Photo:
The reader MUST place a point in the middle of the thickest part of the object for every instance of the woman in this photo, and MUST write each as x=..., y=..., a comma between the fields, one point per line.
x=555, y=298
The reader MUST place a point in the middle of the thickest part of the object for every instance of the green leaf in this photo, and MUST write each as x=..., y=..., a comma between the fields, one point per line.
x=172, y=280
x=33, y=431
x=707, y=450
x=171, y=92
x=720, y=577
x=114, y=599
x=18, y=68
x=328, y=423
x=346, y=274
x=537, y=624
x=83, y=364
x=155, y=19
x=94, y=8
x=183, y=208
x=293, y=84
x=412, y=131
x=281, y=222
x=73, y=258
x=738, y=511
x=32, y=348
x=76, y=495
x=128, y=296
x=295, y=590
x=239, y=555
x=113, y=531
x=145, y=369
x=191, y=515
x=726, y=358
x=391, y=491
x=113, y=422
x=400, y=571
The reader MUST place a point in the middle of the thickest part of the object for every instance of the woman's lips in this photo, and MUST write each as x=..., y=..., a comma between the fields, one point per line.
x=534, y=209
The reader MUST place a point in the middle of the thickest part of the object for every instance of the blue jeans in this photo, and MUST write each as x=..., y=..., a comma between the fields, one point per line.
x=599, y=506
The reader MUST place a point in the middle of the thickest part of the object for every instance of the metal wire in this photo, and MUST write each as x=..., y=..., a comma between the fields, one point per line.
=====
Rewrite the records, from the beginning up to and including the line with "x=555, y=298", as a two-column CSV with the columns request and answer. Give one row for each request, with its text and its answer each in a single quoted field and line breaks turned into spaces.

request,answer
"Photo: The reader MUST place a point in the middle of the thickest part of the object for every instance of the woman in this photo, and MUST write each as x=..., y=..., a comma between the fields, one point per line.","x=555, y=298"